PROBLEM REQUIREMENTS: Here are the records. Write out exactly the lines between the one holding "Question. The picture above shows the windshield wiper." and the one holding "Question. The picture above shows the green tree.", inclusive.

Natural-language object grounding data
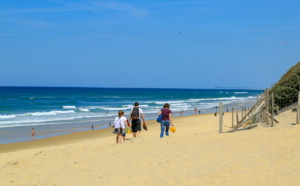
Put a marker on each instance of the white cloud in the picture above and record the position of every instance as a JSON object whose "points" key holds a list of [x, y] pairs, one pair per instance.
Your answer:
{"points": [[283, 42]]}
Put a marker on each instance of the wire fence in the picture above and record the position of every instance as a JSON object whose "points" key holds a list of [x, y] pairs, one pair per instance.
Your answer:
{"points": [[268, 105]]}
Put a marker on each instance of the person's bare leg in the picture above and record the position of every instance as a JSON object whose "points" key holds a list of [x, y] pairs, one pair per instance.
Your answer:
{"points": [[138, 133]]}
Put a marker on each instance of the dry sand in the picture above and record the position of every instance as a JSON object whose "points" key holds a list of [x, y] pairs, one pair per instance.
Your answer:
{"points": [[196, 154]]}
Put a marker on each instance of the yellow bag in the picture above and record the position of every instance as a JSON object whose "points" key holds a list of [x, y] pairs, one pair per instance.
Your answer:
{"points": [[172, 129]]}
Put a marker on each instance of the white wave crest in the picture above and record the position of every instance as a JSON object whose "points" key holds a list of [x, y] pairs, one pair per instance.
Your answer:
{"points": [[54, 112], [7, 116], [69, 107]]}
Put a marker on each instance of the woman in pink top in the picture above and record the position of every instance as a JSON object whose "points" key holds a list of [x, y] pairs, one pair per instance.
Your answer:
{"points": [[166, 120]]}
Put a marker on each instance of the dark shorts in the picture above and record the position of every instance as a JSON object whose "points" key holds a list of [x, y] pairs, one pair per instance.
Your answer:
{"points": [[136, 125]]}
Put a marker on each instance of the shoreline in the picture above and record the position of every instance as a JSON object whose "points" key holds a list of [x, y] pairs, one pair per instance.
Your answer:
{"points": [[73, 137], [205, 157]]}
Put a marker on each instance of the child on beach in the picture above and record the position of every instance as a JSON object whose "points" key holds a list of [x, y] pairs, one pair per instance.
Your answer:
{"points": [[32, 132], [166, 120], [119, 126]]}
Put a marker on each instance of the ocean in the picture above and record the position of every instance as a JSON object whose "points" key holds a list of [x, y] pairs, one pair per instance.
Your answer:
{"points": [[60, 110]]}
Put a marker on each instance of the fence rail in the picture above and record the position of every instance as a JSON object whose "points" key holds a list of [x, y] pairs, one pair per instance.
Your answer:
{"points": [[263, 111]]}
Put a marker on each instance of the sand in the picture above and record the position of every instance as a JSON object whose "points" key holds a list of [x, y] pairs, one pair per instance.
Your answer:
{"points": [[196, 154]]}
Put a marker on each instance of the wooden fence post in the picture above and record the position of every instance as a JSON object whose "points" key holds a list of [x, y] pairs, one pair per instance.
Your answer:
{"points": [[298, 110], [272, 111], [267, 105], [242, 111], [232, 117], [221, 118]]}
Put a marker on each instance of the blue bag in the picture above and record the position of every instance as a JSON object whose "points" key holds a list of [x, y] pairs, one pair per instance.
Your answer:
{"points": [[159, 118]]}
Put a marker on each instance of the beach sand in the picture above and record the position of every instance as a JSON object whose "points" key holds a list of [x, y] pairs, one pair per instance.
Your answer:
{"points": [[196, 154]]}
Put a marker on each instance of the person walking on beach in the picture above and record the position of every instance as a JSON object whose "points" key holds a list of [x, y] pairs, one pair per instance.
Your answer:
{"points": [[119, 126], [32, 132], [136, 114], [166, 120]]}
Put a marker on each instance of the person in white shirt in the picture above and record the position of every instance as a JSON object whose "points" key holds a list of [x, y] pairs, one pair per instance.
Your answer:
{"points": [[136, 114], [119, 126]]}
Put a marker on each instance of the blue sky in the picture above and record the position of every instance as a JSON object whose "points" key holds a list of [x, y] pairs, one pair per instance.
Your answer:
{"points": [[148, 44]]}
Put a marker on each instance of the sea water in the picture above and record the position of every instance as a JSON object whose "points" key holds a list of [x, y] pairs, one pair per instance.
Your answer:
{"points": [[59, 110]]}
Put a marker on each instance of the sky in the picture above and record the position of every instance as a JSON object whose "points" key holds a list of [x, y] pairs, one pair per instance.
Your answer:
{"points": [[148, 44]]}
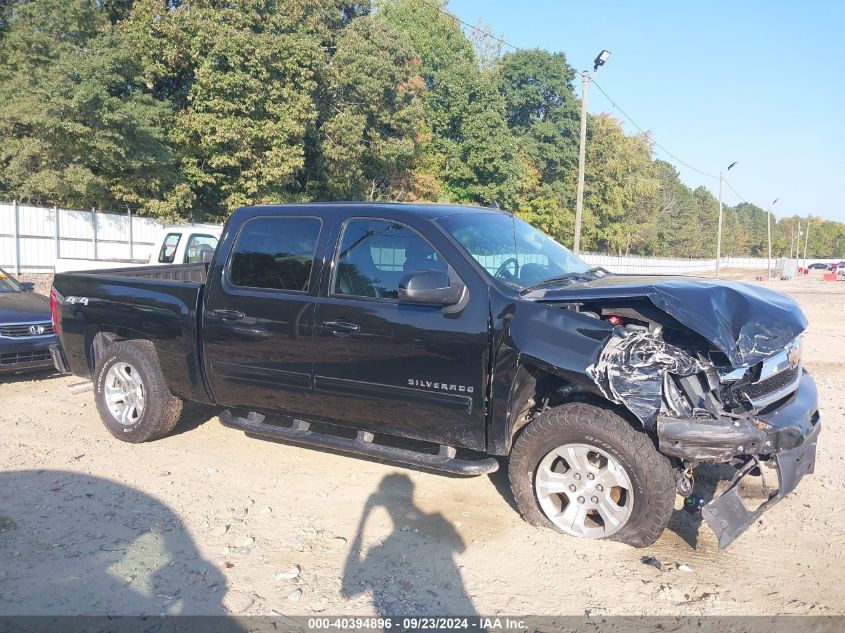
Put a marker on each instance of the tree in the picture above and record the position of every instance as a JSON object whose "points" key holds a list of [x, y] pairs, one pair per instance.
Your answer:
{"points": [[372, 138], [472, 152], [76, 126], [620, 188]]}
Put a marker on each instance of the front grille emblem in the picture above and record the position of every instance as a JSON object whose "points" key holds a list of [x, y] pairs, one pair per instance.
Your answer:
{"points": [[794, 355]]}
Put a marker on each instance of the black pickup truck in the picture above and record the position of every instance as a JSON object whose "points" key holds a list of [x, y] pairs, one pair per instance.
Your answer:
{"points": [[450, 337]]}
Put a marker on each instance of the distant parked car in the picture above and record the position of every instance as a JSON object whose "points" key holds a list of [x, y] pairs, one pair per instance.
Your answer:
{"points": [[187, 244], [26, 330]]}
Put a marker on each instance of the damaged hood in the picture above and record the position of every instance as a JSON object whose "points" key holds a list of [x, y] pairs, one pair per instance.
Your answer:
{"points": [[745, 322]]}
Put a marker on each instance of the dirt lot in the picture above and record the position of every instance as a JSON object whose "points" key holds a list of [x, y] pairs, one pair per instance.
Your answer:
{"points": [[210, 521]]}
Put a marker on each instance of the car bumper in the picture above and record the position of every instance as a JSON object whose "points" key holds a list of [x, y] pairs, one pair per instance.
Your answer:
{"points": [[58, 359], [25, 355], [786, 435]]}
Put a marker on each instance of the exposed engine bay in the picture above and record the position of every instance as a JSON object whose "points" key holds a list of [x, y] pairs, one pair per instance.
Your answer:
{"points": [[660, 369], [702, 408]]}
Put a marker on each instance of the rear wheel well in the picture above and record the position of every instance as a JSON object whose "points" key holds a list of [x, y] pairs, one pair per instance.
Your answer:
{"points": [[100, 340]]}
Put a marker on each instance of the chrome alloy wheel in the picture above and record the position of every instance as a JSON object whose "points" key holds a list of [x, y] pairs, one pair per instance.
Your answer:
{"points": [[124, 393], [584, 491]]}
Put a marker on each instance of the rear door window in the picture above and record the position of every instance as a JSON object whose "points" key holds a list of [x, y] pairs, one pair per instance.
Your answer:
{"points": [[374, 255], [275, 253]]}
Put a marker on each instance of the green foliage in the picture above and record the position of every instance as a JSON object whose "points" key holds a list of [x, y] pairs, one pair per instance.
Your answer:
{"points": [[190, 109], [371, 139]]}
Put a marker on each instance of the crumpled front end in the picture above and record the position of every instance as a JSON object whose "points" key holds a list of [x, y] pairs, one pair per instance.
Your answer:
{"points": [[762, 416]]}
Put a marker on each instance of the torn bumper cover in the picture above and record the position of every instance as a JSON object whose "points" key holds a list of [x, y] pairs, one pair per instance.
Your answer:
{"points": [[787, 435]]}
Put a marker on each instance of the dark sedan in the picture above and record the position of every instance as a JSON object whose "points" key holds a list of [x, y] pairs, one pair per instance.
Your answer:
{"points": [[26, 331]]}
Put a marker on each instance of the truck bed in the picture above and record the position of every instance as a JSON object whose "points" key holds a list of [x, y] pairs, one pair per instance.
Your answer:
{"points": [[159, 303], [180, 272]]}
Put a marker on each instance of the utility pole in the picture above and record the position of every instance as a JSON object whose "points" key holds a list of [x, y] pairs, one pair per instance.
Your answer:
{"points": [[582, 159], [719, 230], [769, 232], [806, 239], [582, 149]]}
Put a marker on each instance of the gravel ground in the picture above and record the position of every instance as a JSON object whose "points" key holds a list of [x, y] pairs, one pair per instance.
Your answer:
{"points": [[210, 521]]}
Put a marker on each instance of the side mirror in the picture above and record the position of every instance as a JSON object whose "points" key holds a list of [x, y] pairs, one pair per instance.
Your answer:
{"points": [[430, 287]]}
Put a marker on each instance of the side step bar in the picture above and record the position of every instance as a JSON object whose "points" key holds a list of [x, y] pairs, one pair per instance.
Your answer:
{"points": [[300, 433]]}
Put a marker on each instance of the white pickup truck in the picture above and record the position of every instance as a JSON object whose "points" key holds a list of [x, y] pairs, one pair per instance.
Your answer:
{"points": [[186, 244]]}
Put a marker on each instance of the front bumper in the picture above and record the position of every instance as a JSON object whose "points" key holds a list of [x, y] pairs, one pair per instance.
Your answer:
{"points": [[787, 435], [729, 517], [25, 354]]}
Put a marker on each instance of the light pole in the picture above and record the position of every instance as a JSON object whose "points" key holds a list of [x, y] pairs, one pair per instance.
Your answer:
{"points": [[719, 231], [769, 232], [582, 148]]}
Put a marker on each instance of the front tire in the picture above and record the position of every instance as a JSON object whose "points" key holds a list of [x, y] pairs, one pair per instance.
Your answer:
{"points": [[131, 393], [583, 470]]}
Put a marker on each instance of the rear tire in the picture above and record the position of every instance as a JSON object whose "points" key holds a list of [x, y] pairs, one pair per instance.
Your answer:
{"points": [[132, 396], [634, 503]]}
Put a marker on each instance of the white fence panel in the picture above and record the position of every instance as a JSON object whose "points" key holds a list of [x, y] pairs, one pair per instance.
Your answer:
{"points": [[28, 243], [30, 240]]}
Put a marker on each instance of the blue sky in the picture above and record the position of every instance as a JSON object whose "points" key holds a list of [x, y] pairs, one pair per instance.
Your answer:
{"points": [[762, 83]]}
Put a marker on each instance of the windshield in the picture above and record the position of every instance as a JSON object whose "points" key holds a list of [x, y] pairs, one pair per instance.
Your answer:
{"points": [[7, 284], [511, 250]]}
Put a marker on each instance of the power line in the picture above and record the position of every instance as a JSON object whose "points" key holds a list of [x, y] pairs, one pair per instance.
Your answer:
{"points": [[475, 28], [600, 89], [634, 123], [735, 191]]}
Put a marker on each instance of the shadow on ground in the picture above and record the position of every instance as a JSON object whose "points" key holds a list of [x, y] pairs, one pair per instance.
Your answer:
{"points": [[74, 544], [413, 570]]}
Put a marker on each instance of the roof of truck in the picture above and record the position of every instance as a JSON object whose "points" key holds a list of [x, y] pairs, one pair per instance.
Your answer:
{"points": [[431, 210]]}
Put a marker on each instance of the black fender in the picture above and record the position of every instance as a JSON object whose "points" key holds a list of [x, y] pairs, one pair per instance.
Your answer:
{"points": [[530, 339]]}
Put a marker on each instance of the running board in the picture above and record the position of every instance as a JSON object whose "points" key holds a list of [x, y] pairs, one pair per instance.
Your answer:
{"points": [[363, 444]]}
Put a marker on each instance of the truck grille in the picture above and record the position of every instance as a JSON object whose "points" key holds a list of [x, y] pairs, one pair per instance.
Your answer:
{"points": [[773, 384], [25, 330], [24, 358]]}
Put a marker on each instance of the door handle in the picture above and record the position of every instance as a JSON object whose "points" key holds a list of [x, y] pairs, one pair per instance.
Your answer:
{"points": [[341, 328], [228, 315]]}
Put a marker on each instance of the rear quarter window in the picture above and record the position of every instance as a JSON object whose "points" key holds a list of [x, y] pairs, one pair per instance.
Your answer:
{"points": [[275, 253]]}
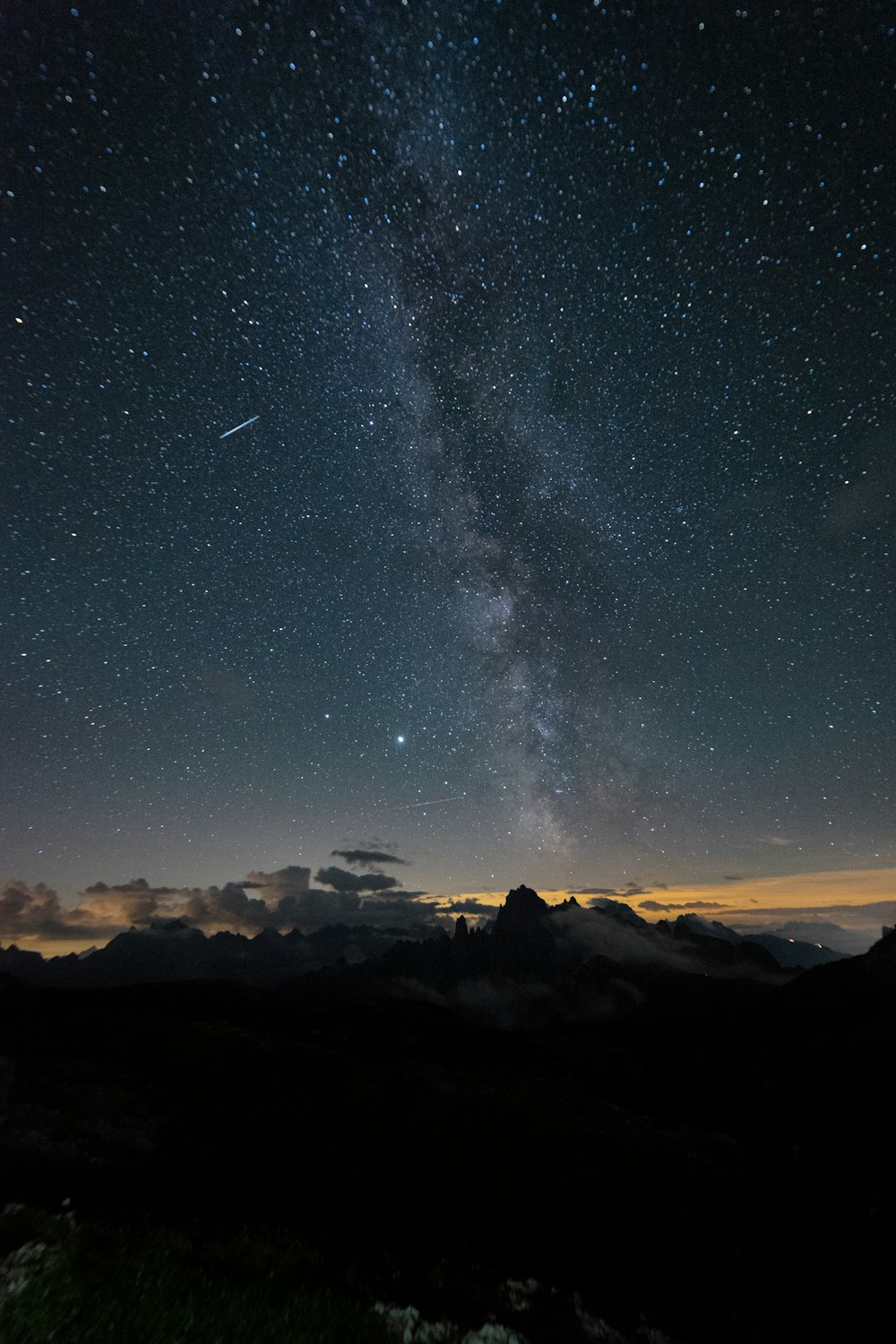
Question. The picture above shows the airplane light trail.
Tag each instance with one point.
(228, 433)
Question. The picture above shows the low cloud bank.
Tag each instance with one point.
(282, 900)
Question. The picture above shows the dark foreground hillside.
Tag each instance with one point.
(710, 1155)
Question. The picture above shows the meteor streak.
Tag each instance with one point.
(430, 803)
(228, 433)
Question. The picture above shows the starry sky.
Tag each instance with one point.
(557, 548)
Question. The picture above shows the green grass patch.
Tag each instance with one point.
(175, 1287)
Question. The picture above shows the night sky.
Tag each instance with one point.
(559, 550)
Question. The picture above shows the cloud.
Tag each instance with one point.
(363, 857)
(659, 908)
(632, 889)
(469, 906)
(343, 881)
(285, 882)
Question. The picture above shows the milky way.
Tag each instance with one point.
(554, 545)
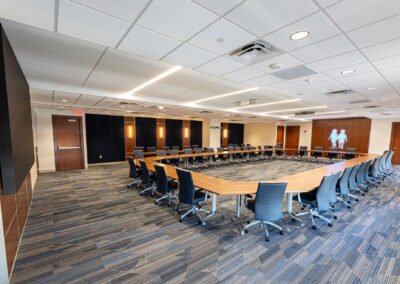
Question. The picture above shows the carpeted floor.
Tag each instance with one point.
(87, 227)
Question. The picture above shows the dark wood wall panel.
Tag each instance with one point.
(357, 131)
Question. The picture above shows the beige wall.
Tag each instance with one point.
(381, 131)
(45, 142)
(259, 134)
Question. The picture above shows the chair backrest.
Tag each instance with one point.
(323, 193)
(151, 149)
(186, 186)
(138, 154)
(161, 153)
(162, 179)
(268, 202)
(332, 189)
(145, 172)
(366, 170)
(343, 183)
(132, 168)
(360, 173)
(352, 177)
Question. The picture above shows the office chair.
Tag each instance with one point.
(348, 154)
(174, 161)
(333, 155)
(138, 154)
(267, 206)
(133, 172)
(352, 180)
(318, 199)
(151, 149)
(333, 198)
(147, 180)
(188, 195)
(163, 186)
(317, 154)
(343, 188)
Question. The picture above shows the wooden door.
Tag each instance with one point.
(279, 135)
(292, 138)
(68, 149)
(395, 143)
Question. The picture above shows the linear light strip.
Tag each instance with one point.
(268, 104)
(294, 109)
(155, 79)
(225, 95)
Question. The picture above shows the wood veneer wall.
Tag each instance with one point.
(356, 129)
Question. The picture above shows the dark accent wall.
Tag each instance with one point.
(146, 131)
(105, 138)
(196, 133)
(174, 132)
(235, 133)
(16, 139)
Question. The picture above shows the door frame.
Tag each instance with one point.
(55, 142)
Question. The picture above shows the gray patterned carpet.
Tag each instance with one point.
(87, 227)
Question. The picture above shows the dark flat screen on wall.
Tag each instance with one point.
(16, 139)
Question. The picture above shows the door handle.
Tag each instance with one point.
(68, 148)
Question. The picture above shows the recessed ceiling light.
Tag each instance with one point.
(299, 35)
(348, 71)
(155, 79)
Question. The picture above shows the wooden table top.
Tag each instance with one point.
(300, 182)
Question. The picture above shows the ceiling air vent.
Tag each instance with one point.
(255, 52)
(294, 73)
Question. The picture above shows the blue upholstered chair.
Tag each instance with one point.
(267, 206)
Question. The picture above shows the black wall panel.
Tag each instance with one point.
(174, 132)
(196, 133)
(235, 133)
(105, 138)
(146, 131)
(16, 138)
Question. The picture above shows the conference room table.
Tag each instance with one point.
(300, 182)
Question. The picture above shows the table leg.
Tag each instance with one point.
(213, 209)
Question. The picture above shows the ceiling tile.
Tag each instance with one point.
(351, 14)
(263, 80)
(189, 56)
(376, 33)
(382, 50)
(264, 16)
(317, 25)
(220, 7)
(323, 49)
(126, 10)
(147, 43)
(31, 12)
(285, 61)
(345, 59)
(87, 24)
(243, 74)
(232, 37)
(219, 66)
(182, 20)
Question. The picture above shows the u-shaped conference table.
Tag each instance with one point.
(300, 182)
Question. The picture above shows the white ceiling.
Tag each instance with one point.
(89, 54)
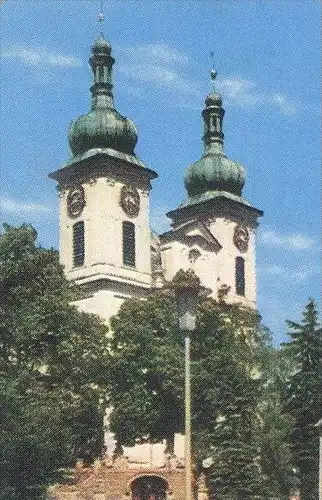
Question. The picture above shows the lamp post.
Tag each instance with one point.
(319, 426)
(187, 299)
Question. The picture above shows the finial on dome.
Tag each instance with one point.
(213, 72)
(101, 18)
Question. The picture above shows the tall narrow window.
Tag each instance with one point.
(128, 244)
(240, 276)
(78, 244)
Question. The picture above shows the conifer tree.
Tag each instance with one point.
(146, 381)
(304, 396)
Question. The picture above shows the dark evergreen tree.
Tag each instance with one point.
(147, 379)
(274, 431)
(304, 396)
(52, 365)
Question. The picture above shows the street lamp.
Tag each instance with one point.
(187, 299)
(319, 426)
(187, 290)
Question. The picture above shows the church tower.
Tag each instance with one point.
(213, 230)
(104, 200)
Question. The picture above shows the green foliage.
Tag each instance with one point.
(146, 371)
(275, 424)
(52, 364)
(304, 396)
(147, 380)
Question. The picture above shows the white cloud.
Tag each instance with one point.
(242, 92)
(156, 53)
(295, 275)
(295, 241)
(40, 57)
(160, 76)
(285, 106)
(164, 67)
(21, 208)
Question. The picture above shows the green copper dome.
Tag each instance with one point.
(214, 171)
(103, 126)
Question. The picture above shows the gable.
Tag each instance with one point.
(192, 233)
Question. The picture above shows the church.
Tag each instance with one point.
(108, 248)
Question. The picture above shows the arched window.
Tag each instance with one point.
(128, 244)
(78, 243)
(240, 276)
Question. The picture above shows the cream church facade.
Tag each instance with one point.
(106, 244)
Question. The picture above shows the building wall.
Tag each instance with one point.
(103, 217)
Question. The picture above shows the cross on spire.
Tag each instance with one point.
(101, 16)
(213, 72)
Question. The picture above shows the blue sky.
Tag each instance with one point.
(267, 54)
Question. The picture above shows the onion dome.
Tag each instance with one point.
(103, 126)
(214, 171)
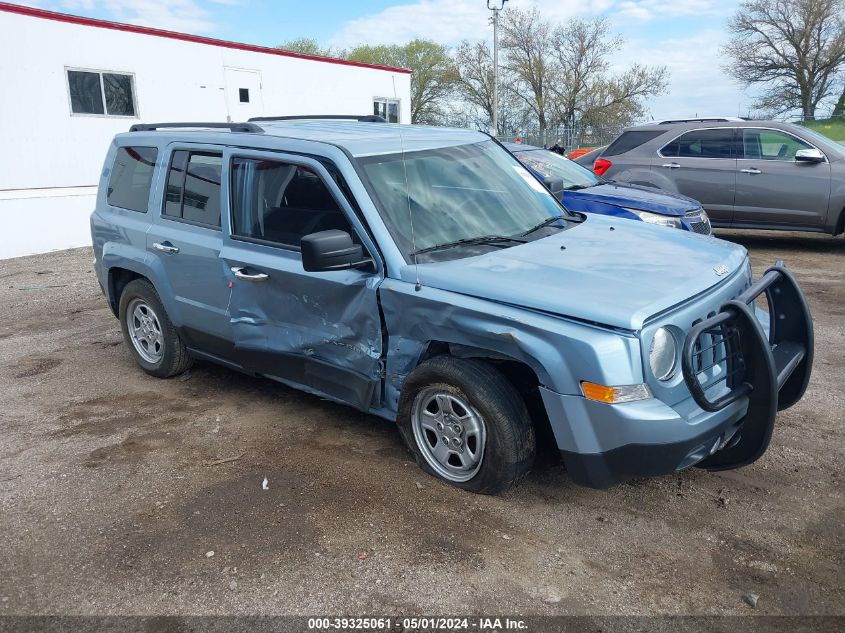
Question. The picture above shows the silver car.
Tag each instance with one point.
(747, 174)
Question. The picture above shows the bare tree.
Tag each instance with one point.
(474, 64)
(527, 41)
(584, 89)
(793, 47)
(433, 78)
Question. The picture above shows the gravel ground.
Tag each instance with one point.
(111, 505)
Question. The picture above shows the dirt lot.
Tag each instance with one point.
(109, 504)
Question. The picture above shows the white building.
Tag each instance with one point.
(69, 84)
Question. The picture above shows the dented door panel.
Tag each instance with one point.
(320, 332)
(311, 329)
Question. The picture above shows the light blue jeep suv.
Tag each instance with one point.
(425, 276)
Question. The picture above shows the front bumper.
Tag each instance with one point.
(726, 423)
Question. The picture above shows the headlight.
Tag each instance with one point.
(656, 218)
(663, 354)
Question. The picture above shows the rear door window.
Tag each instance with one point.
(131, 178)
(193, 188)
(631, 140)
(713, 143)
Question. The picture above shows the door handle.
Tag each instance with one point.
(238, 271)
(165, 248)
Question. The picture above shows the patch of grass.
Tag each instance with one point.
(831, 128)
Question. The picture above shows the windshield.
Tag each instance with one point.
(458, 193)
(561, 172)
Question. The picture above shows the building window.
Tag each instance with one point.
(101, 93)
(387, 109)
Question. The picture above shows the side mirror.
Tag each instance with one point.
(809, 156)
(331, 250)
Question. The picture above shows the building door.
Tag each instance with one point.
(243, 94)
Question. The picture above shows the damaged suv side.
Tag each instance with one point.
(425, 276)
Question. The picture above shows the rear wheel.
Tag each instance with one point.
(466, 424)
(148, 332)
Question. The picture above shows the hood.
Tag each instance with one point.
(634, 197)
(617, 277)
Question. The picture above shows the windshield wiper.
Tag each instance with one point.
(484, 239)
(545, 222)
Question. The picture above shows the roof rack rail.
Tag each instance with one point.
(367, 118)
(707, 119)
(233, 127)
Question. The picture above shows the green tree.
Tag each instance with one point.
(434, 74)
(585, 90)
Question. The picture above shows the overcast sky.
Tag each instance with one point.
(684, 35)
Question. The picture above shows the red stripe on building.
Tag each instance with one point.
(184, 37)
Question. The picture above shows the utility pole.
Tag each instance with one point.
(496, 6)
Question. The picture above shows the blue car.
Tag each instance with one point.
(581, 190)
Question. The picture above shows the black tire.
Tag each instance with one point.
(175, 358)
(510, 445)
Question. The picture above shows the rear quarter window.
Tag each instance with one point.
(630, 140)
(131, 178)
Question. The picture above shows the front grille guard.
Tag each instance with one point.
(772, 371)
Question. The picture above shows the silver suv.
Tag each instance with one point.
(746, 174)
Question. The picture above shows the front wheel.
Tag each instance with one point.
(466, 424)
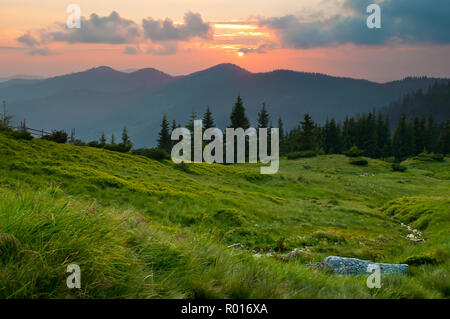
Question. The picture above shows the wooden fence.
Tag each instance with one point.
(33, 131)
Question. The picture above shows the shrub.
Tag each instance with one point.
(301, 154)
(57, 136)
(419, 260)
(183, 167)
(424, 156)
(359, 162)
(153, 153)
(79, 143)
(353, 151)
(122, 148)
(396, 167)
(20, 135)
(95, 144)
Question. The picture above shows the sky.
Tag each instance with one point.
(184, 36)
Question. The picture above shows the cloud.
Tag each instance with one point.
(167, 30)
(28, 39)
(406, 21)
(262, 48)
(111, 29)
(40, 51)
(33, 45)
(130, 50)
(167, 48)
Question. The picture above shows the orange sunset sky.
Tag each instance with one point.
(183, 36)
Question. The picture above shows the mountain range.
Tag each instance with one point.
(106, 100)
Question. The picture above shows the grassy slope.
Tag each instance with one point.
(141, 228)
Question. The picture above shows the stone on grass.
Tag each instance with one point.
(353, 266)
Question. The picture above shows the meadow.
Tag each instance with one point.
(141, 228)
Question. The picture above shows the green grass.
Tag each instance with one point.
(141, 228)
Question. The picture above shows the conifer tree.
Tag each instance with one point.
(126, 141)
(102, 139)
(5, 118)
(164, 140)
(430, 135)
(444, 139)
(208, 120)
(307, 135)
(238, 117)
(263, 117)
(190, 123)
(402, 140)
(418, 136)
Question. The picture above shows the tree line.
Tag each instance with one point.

ANSWER TO THIS TASK:
Question. The picture above shows the windshield wiper.
Tag each instance with one point.
(484, 239)
(545, 222)
Question. The picture above shows the roof rack rail.
Tag each instance with one point.
(367, 118)
(707, 119)
(233, 127)
Question. The picture above shows the green tree.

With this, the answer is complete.